# The problem:
The records that follow must be transcribed exactly, each one in full.

Referring expression pointing data
:::

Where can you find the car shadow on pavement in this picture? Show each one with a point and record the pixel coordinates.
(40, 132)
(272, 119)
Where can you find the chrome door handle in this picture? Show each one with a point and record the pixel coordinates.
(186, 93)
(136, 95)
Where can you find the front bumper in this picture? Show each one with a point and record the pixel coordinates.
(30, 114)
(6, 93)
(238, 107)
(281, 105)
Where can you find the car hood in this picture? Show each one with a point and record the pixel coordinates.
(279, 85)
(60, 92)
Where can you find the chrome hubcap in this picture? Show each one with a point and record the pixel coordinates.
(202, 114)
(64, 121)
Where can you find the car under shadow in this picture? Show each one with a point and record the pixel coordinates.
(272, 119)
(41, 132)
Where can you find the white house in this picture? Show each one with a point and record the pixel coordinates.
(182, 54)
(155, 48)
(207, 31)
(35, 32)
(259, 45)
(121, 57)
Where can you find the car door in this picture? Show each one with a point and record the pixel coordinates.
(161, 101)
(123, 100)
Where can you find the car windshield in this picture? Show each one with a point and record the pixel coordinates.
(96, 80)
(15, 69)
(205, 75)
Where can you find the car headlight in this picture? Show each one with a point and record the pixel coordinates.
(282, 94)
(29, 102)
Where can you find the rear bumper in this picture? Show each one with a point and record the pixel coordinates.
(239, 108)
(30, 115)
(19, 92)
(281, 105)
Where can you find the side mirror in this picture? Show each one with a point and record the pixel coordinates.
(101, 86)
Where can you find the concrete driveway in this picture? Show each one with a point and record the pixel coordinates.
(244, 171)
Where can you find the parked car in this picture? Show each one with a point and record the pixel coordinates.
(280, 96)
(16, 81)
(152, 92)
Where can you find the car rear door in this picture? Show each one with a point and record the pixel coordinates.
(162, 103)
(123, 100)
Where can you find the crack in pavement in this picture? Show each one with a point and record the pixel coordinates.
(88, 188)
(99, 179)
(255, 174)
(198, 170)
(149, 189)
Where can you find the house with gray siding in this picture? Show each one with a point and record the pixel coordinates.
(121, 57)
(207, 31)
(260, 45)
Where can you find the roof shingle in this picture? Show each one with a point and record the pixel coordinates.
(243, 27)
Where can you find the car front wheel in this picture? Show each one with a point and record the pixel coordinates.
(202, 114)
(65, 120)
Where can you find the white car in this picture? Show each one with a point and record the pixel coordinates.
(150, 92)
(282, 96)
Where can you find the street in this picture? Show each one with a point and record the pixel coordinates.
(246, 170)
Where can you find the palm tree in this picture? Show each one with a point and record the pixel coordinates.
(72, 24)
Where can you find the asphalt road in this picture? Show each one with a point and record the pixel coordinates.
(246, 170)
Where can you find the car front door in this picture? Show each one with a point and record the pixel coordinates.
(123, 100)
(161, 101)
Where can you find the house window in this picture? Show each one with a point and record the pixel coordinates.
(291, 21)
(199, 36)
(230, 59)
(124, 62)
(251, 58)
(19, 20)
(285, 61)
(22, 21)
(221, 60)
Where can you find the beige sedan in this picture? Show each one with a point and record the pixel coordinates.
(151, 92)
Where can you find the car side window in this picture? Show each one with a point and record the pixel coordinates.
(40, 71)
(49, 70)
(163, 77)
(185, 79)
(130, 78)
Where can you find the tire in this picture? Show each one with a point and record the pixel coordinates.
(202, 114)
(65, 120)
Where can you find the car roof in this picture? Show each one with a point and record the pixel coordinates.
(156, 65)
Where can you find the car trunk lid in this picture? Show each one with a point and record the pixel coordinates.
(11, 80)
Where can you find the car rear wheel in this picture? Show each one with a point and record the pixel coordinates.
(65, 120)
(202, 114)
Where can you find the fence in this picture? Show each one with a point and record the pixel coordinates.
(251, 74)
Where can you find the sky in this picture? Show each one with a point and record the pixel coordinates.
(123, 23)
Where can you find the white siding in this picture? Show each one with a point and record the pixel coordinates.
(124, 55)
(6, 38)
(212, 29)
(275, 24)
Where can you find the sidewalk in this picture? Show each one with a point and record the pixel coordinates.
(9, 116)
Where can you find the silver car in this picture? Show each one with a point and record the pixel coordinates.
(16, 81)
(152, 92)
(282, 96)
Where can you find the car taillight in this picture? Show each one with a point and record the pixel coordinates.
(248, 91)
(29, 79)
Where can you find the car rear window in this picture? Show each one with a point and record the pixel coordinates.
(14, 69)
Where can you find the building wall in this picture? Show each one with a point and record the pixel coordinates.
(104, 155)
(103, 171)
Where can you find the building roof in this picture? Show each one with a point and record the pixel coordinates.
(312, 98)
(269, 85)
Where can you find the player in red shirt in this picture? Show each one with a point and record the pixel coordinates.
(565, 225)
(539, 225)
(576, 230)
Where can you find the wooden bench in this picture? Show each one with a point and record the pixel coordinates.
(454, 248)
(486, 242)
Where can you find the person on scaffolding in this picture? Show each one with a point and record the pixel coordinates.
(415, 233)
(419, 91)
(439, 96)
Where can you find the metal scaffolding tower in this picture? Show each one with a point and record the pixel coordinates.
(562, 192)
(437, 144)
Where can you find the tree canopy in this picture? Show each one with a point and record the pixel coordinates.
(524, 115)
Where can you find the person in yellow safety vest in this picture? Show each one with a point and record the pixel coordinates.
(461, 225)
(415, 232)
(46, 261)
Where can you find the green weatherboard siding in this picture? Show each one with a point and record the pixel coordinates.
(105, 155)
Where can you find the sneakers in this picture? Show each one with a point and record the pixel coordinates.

:::

# Result for this exercise:
Where can you find the car shadow on pavement in this picture? Show each one with a point and record the pixel coordinates.
(40, 132)
(272, 119)
Where can you find the chrome door handle in this picture? Show each one with a point and record the pixel coordinates.
(186, 93)
(136, 95)
Where can you find the front bumper in this picture? Show each one with a point and record the pixel coordinates.
(30, 114)
(6, 93)
(238, 107)
(281, 105)
Where can you find the car hood in this picture? Show each one with a point and record the pixel coordinates.
(279, 85)
(60, 92)
Where can you find the chrome hubcap in this picture? Show each one with a point and record the pixel coordinates.
(202, 114)
(64, 121)
Where can you find the car under shadow in this picture? Show each one with a point and record the pixel coordinates.
(272, 119)
(41, 132)
Where can you find the white house in this picture? Show each one with a point and record the pixel coordinates.
(182, 54)
(155, 48)
(207, 31)
(35, 32)
(259, 45)
(121, 57)
Where can you find the car door in this picture? Show each one with a point and record the pixel coordinates.
(161, 101)
(123, 100)
Where can you find the car windshield in this picture? Show each one with a point and record the pixel coordinates.
(96, 80)
(15, 69)
(205, 75)
Where can you find the car headlight in this picture? Show each one with a point and record the pixel coordinates.
(282, 94)
(29, 102)
Where can you find the rear bumper in this picture? Show each one with a point and record the pixel coordinates.
(239, 108)
(30, 115)
(19, 92)
(281, 105)
Where can you find the side mirror in this picture? Show each one with a point and record the pixel coordinates.
(101, 86)
Where can you find the concrete driveway in this picture? Show each one with a point and record the pixel coordinates.
(244, 171)
Where can you find the parked car in this picture? Show each one with a point and record the pixel coordinates.
(280, 96)
(16, 81)
(152, 92)
Where can you find the car rear door in this picture? Show each one with a point and record the pixel coordinates.
(162, 103)
(123, 100)
Where can you find the crack in pavement in this picture? Show each one with a point and record the pixel coordinates.
(88, 188)
(99, 179)
(255, 174)
(198, 170)
(149, 189)
Where can you find the house with gray siding in this picture? Show each one with a point and record the pixel coordinates.
(121, 57)
(207, 31)
(260, 45)
Where can you find the roof shingle in this picture? Show each one with a point and record the pixel coordinates.
(243, 27)
Where can you find the car front wheel in this picture? Show each one with a point and record the pixel coordinates.
(202, 114)
(65, 120)
Where can you find the white car in this picture? Show each one with a point and record the pixel coordinates.
(150, 92)
(282, 96)
Where can you find the street in this picture? Show each one with a point and record the pixel coordinates.
(246, 170)
Where can you find the palm tree in this picture? Show each one with a point and record the pixel coordinates.
(72, 24)
Where can you find the asphalt road in this picture? Show each one with a point and record the pixel coordinates.
(246, 170)
Where can you find the car front door in this picture? Show each one with a point and record the pixel coordinates.
(123, 100)
(161, 101)
Where can you find the house window in this picture? Show each one with a point and record the pixel coordinates.
(291, 21)
(199, 36)
(230, 59)
(124, 62)
(251, 58)
(19, 20)
(285, 61)
(22, 21)
(221, 60)
Where can you find the beige sedan in this picture? Show each one with a point and record the pixel coordinates.
(151, 92)
Where can you find the car side window in this picture? Show each one with a point and record the pixel coordinates.
(40, 71)
(49, 70)
(163, 77)
(185, 79)
(130, 78)
Where can you find the tire in this picture? Show each one with a point and record the pixel coordinates.
(202, 114)
(65, 120)
Where can you find the car roof in this picture? Show each one with a point and record the pixel coordinates.
(156, 65)
Where can you find the car trunk lid in this picture? Show each one with a point and record the pixel coordinates.
(11, 80)
Where can you find the car rear wheel in this picture? Show each one with a point and record the pixel coordinates.
(65, 120)
(202, 114)
Where can you find the fence in this picture? Show each one with a point and record the pixel coordinates.
(251, 74)
Where can you find the sky in this picture? Show each one with a point and record the pixel coordinates.
(123, 23)
Where can you find the white siding in this picture? Show each one with a point and record the pixel coordinates.
(124, 55)
(6, 38)
(212, 29)
(275, 24)
Where can you find the sidewalk in this picture? Show each one with a point and record the pixel coordinates.
(9, 116)
Where can you find the silver car in this picture? Show each one with a point and record the pixel coordinates.
(16, 81)
(152, 92)
(282, 96)
Where can you find the car taillight in this picture? Show each one with a point and record the pixel coordinates.
(248, 91)
(29, 79)
Where can you find the car rear window in this picture? Show each one with a point and record the pixel coordinates.
(14, 69)
Where can you find the building wall in this picture? Show each one with a point and record the pixel coordinates.
(104, 155)
(103, 171)
Where can you find the building roof in this picture? Show each one with a point and record the pixel coordinates.
(312, 98)
(269, 85)
Where can you find the player in red shirt in this picture? Show each one with a point and record the pixel coordinates.
(565, 225)
(539, 225)
(576, 230)
Where can you find the wooden bench in this picture? Show each one with a point and record the pixel coordinates.
(454, 248)
(486, 242)
Where can you find the person on scaffolding in this picture? Show each one with a point and record the pixel coordinates.
(415, 233)
(419, 91)
(439, 96)
Where can you find the metal scaffolding tower in this picture? Show each one with a point and record the pixel coordinates.
(562, 192)
(437, 144)
Where can you find the tree canopy in this picture? Show each one with a point and record the pixel coordinates.
(524, 115)
Where can you find the person in yellow safety vest in this picture? Show each one with a point and record the pixel coordinates.
(461, 225)
(415, 232)
(46, 261)
Where can you find the green weatherboard siding in this picture? Show each one with a point and record the pixel coordinates.
(105, 155)
Where can you find the sneakers in this picture? Show each one with a point and record the pixel coordinates.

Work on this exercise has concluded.